• **What you will do**
Copy out all the records below, swapping each occurrence of "Pick out" for "Locate" and leaving every other character as it is.

• **Given information**
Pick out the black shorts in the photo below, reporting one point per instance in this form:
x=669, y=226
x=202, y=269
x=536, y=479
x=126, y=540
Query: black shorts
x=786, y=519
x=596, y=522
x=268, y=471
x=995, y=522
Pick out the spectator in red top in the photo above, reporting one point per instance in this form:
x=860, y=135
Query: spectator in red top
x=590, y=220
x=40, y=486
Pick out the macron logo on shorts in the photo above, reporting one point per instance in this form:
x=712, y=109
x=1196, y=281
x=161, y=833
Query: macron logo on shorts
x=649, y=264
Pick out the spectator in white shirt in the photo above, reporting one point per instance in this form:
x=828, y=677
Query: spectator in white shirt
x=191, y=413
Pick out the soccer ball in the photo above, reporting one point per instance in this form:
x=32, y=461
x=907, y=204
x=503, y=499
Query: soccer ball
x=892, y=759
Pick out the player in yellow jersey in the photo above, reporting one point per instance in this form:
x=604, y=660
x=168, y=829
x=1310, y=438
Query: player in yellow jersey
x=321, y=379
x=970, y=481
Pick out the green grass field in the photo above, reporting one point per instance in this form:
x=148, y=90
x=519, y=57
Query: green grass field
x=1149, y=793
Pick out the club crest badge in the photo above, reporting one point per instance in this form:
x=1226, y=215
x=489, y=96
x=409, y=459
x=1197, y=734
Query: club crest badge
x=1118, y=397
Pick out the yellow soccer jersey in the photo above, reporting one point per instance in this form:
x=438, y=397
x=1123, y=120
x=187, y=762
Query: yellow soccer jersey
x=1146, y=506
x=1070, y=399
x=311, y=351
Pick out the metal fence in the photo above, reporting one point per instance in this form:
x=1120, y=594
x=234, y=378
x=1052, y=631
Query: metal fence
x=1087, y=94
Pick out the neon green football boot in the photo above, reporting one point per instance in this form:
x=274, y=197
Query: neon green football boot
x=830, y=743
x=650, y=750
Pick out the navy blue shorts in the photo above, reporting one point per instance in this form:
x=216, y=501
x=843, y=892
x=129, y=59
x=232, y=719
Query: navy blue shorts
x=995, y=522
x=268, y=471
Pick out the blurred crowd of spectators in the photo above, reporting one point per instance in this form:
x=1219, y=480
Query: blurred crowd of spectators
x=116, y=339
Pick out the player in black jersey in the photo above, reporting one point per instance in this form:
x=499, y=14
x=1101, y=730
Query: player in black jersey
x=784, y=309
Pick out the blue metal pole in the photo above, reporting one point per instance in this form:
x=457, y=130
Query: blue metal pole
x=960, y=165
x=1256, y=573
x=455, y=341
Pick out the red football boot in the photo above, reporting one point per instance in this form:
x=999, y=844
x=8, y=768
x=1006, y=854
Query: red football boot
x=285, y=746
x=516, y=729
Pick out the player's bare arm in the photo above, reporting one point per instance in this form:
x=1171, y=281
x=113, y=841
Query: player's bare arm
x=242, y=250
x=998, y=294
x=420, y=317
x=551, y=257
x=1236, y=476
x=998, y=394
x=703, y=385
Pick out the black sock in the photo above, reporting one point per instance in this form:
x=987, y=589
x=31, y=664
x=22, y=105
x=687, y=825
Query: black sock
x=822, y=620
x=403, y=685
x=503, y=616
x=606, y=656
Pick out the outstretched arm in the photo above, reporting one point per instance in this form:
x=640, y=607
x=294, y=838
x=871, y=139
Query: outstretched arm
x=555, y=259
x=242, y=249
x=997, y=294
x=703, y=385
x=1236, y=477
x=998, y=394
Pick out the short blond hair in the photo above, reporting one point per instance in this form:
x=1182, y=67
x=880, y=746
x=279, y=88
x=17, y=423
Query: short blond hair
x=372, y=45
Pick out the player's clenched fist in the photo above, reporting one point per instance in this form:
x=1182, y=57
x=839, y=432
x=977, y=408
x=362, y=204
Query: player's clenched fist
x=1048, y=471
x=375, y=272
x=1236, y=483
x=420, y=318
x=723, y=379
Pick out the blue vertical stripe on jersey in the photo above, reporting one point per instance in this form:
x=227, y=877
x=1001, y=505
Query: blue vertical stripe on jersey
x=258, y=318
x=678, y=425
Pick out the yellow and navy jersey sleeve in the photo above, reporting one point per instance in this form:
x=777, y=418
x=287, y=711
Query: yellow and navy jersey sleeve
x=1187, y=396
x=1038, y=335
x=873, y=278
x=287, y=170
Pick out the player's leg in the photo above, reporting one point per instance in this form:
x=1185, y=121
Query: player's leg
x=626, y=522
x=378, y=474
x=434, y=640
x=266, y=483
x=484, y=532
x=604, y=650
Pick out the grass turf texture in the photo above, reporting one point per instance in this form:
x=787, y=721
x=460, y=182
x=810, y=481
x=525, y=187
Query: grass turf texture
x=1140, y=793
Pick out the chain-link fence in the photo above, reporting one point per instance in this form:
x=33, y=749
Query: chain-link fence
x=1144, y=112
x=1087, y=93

• **Full answer**
Locate the black shorts in the photo below, reporting one point per instance in this form:
x=669, y=226
x=202, y=269
x=536, y=479
x=126, y=540
Query: black shorts
x=786, y=519
x=596, y=522
x=268, y=471
x=995, y=522
Locate the spectator in red top in the photo above, reporting one point per instance in this form:
x=860, y=135
Query: spectator in red top
x=590, y=220
x=40, y=486
Locate the macron logo on shorts in the photo above, reporting one point per instance in this form:
x=712, y=109
x=1196, y=281
x=161, y=833
Query: macron logo on shorts
x=649, y=264
Locate the spectator in white shirt in the photo above, reporting one point per instance in this form:
x=828, y=677
Query: spectator in white shirt
x=191, y=413
Locate the soccer ball in the photo above, reporting one point per instance in this form:
x=32, y=461
x=907, y=204
x=503, y=499
Query: soccer ball
x=892, y=759
Locate the player in yellow jersey in the photo above, reporting one point per instance in this form:
x=604, y=660
x=168, y=829
x=1310, y=438
Query: player in yellow jersey
x=321, y=379
x=970, y=481
Locate the green grass field in the photo above, reporting one point per instance in this form:
x=148, y=90
x=519, y=57
Query: green grass field
x=1149, y=793
Locate the club crest badge in the photo above, reporting one point per instance in this form:
x=1226, y=215
x=489, y=96
x=409, y=459
x=1197, y=734
Query: club crest badge
x=1118, y=397
Locate the yellow soccer jersey in the photo above, reporting one point per instance in this form:
x=438, y=397
x=1123, y=120
x=187, y=762
Query: yellow soccer jersey
x=1146, y=506
x=1070, y=399
x=311, y=351
Locate the metal fence in the photo above, reporting one point per instance in this form:
x=1120, y=594
x=234, y=378
x=1052, y=631
Query: metal fence
x=1087, y=94
Locate the neon green football boot in the photo above, reporting one point per instance in this form:
x=274, y=197
Query: neon green football boot
x=830, y=743
x=650, y=750
Locate the navy blue shorts in the photo above, reporting one point per instance in this form:
x=216, y=501
x=843, y=892
x=129, y=59
x=232, y=719
Query: navy blue shorts
x=995, y=522
x=268, y=471
Locate the blurred crowd of spectators in the photo above, reporting one point per instance in this form:
x=1219, y=480
Query: blurred crowd of spectators
x=116, y=339
Locate the player in black jersey in the photo above, reporting one point per instance in this form:
x=499, y=14
x=1101, y=730
Query: player in black jersey
x=784, y=309
Locate the blue metal pole in the photo above, reporting one point per instance in this form:
x=457, y=130
Query: blue metal pole
x=960, y=165
x=1256, y=573
x=455, y=341
Locate the red football boot in the photo above, reporting one point per instance in this form:
x=999, y=844
x=8, y=768
x=1006, y=854
Query: red football boot
x=285, y=746
x=516, y=729
Locate the player's bare arm in the photo above, reporting one point per instance in this form:
x=1171, y=281
x=113, y=841
Query: player's bare arm
x=242, y=250
x=998, y=294
x=420, y=317
x=551, y=257
x=1236, y=476
x=998, y=394
x=703, y=385
Locate the black sock in the photo above, reporting one point per instance in this form:
x=987, y=589
x=31, y=664
x=22, y=105
x=687, y=825
Query: black sock
x=822, y=620
x=403, y=685
x=503, y=616
x=606, y=656
Locate the outstretched arm in the photo above, reporting one point per instance in this form:
x=640, y=607
x=294, y=838
x=871, y=139
Query: outstretched arm
x=555, y=259
x=242, y=249
x=997, y=294
x=703, y=385
x=1236, y=477
x=998, y=394
Locate the short blond hair in the photo above, reporting one point per instance in this form:
x=1182, y=67
x=880, y=746
x=279, y=88
x=17, y=423
Query: short blond hair
x=372, y=45
Locate the player's clenched fist in the photo above, reporting one point per instance in this form:
x=1182, y=57
x=839, y=432
x=977, y=408
x=362, y=204
Query: player's clenched fist
x=1048, y=471
x=375, y=272
x=1236, y=483
x=420, y=318
x=723, y=379
Locate the blue vertical stripe on jersey in the photo above, reporting one point per instance in this form:
x=227, y=877
x=1001, y=505
Query: blue vertical stripe on jersey
x=258, y=318
x=678, y=425
Locate the yellow and navy jersey sleeve in the photo above, reporting one point per instance in this form:
x=777, y=418
x=287, y=711
Query: yellow and navy jersey sleeve
x=1187, y=396
x=1038, y=335
x=873, y=278
x=287, y=170
Locate the player's leg in the photo above, reporting one point per instance in this form:
x=1185, y=121
Query: player's leg
x=626, y=522
x=378, y=474
x=434, y=640
x=266, y=483
x=484, y=532
x=604, y=650
Locate the grass turf texture in the photo above, reporting one point per instance in this form:
x=787, y=721
x=460, y=182
x=810, y=481
x=525, y=187
Query: grass turf texture
x=1140, y=793
Locate the chain-link fence in the photo above, reporting one point per instance in this form:
x=33, y=749
Query: chain-link fence
x=1144, y=112
x=1087, y=93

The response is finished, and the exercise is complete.